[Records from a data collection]

___

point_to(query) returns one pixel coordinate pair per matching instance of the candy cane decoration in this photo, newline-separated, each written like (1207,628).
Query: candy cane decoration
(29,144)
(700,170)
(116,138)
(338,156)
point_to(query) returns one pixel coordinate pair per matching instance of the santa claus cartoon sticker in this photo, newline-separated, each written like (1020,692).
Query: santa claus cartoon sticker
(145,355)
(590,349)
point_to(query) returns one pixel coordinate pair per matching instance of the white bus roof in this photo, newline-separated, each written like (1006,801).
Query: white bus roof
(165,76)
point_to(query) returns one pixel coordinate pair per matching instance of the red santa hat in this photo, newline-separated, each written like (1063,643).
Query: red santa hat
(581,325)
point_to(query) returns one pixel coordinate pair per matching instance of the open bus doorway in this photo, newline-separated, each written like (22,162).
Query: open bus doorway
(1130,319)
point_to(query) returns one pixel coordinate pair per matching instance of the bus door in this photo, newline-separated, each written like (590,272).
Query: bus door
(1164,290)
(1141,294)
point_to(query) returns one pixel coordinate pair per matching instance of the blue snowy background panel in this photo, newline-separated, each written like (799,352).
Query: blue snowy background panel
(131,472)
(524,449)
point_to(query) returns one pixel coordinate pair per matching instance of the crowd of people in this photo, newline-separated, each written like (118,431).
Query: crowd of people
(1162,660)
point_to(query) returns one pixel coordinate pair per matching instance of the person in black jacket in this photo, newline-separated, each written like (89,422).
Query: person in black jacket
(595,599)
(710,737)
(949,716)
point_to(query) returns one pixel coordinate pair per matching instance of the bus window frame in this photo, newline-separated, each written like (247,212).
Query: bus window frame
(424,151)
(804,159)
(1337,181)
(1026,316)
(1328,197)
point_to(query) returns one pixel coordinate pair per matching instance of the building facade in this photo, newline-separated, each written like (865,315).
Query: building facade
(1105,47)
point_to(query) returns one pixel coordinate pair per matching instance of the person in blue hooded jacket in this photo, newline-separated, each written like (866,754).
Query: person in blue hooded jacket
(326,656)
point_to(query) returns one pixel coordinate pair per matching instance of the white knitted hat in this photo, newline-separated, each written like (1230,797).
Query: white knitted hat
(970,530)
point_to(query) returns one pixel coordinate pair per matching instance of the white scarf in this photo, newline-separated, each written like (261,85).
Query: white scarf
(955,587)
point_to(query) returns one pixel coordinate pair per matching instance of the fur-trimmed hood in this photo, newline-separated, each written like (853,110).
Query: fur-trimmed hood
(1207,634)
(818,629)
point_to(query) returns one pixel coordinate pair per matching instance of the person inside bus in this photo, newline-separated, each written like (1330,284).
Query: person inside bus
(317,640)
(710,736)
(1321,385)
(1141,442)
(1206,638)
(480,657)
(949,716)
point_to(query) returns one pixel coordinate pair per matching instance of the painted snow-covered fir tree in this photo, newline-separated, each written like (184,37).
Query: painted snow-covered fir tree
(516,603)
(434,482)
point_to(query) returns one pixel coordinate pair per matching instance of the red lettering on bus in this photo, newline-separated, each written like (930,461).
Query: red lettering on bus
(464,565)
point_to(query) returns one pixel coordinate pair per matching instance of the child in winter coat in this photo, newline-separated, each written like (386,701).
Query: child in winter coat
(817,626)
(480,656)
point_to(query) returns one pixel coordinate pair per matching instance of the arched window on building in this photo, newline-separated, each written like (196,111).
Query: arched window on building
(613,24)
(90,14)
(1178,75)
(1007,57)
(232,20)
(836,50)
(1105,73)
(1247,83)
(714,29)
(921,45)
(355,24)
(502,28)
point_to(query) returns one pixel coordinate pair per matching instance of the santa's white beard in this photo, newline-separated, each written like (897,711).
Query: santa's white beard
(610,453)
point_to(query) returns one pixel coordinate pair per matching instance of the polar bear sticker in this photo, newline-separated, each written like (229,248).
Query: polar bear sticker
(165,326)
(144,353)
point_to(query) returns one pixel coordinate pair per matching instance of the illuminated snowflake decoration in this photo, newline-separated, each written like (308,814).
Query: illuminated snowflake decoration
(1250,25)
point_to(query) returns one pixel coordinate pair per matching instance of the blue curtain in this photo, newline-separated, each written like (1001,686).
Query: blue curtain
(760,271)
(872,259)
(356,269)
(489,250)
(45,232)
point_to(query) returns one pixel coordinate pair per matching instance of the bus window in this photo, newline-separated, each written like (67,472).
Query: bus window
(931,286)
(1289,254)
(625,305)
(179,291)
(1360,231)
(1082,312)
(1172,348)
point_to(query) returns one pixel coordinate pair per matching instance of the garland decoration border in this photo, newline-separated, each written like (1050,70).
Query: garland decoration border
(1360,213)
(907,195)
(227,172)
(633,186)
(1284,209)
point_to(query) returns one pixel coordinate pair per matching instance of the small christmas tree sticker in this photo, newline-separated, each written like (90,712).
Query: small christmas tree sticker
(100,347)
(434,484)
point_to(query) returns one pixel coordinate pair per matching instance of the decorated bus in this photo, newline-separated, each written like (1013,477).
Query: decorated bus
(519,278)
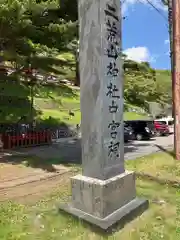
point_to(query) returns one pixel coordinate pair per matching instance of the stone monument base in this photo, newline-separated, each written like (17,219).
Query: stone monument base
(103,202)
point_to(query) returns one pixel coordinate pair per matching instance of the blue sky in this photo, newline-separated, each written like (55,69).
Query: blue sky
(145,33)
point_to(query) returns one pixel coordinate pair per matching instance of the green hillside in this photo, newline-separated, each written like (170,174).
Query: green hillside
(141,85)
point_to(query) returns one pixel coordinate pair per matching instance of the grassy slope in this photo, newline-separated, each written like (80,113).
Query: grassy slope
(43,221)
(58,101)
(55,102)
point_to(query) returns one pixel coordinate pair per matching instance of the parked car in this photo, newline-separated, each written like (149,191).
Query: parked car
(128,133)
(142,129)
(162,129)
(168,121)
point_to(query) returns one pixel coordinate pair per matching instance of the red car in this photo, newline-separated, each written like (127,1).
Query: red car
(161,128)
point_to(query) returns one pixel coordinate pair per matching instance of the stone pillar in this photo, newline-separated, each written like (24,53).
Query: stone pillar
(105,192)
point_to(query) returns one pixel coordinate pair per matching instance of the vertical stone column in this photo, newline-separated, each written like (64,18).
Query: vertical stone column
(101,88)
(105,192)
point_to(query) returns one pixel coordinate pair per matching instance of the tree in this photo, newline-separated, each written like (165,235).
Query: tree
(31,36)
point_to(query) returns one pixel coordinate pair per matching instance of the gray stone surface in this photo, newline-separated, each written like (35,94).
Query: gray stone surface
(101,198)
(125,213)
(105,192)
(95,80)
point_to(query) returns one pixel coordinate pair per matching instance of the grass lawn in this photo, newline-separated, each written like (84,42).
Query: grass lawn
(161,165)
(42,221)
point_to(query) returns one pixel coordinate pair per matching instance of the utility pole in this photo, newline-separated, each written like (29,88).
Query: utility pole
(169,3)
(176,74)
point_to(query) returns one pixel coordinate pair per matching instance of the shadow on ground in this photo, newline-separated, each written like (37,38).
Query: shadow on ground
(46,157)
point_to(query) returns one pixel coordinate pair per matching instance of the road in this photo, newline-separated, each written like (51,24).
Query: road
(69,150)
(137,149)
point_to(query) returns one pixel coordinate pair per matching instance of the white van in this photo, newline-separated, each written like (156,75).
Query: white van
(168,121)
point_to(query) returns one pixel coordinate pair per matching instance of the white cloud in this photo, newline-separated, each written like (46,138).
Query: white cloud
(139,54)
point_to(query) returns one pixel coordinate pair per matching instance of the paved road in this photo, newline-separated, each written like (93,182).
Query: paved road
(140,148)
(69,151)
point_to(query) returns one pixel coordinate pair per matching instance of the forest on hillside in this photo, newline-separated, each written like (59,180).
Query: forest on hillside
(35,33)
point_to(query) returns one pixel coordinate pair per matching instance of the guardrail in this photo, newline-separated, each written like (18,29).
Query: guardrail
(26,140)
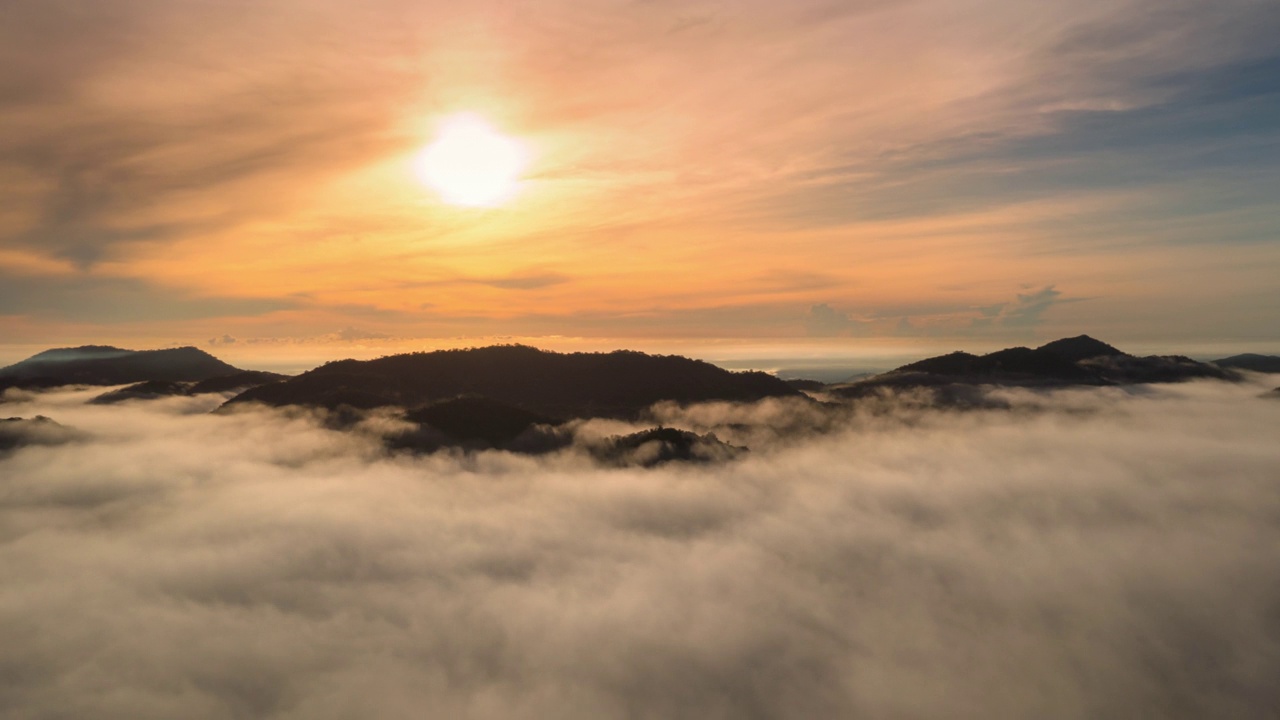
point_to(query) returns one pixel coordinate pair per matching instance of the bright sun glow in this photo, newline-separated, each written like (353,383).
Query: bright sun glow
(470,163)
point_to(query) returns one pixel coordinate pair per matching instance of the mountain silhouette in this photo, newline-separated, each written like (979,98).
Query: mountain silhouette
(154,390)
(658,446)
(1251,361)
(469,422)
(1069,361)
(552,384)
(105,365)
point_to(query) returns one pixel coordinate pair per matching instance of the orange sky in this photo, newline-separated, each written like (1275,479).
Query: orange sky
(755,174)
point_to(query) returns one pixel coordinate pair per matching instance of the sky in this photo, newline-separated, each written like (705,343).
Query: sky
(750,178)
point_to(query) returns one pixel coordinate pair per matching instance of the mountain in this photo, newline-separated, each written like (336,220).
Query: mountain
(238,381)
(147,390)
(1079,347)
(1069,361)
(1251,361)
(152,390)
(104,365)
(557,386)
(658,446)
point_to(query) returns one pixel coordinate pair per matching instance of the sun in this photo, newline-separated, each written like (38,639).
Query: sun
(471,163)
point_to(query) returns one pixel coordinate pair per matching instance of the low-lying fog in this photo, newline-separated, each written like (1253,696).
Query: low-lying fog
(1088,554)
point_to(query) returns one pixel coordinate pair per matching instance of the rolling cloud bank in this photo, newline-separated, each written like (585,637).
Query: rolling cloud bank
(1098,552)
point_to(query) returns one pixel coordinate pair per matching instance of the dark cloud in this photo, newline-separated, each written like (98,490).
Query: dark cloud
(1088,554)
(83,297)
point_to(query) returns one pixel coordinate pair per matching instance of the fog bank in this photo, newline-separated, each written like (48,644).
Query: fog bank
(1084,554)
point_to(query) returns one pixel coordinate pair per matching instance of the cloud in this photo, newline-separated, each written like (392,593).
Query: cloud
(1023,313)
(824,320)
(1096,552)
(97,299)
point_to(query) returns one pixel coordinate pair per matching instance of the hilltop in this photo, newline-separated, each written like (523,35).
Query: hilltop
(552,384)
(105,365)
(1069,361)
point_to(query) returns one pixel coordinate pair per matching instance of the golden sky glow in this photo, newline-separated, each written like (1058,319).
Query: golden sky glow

___

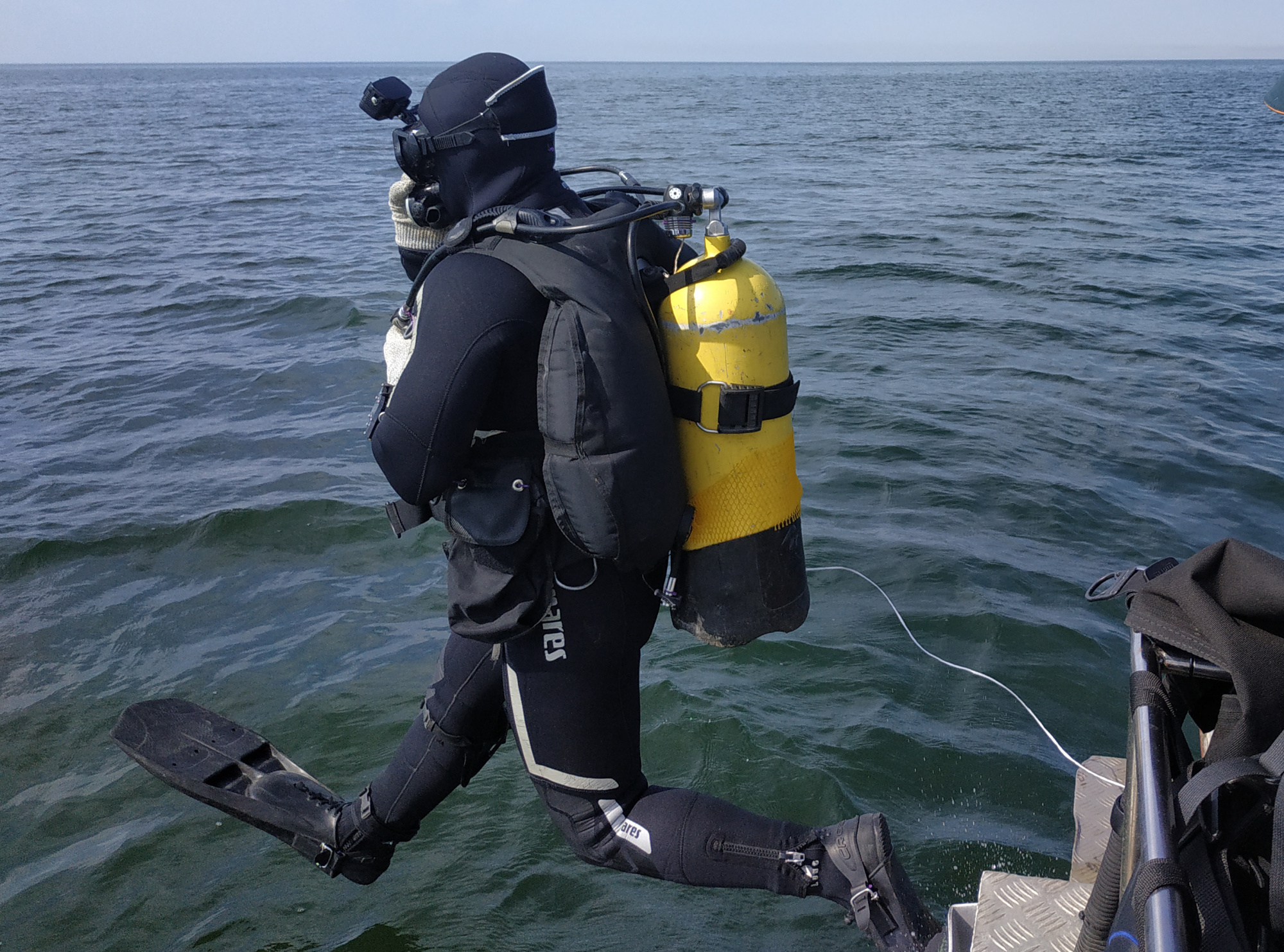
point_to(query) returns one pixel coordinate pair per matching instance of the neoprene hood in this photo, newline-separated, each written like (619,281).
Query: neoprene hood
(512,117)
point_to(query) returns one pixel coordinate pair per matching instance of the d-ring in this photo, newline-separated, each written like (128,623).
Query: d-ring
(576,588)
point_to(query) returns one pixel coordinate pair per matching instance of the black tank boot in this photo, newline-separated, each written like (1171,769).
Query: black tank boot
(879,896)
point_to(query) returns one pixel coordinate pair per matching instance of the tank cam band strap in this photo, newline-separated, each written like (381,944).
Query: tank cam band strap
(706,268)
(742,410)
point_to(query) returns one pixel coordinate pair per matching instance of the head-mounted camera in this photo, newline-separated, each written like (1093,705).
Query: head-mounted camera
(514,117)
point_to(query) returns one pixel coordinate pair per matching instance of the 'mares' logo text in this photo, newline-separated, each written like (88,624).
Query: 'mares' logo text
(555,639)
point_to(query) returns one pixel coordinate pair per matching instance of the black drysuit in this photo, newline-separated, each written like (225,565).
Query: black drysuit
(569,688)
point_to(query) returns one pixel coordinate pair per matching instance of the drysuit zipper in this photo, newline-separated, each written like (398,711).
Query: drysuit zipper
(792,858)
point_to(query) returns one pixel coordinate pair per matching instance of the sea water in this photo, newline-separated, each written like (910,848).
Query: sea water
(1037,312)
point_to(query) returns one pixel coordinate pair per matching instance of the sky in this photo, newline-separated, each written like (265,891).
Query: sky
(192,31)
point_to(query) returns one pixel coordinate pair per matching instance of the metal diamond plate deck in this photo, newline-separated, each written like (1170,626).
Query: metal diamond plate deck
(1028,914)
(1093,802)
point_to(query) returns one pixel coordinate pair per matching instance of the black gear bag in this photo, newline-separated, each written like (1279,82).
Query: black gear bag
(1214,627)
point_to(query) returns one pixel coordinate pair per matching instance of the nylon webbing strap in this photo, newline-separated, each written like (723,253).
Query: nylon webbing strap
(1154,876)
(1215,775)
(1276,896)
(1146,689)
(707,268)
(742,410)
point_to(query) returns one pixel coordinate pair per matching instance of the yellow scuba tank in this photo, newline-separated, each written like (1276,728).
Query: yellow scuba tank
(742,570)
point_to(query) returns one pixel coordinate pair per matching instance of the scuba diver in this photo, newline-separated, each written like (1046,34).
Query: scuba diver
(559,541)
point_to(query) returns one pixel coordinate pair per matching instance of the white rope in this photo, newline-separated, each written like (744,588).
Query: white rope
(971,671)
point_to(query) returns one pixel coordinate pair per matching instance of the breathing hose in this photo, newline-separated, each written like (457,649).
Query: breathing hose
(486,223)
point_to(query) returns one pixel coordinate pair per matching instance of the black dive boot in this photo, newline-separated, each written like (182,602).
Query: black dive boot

___

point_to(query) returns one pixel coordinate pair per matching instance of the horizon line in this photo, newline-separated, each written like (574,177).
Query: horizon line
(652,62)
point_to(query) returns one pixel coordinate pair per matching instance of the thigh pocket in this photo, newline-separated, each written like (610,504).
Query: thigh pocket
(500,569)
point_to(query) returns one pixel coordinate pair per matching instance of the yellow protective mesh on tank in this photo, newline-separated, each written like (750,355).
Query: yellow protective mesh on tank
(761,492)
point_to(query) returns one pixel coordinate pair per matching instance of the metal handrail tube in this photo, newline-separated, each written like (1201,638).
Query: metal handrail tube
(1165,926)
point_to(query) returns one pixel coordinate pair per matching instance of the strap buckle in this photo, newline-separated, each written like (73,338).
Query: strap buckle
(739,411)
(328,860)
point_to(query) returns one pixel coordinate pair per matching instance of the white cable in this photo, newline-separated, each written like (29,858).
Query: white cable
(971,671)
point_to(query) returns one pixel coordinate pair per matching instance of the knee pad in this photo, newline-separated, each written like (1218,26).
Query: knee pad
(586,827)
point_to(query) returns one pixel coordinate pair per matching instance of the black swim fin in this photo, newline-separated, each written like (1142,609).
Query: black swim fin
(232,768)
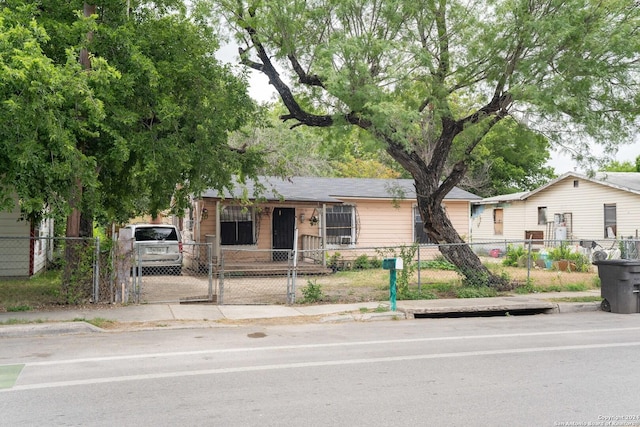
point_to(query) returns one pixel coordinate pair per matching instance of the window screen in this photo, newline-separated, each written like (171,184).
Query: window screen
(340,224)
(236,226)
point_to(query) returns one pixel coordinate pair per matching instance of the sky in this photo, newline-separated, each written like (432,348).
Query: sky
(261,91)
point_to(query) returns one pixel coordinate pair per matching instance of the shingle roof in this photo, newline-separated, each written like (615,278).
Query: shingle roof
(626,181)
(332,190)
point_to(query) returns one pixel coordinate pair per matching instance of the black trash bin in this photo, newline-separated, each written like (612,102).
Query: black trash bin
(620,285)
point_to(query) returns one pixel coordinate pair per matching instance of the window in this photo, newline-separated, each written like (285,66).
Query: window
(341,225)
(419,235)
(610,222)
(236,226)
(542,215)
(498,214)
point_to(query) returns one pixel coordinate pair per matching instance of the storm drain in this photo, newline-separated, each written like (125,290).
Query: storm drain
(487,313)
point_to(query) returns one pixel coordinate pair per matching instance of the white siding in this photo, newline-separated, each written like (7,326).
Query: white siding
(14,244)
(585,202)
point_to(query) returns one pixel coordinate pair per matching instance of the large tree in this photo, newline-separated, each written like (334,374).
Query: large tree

___

### What this task involves
State how many lines of the items above contain the string "buckle". Give only the number.

### Written solution
2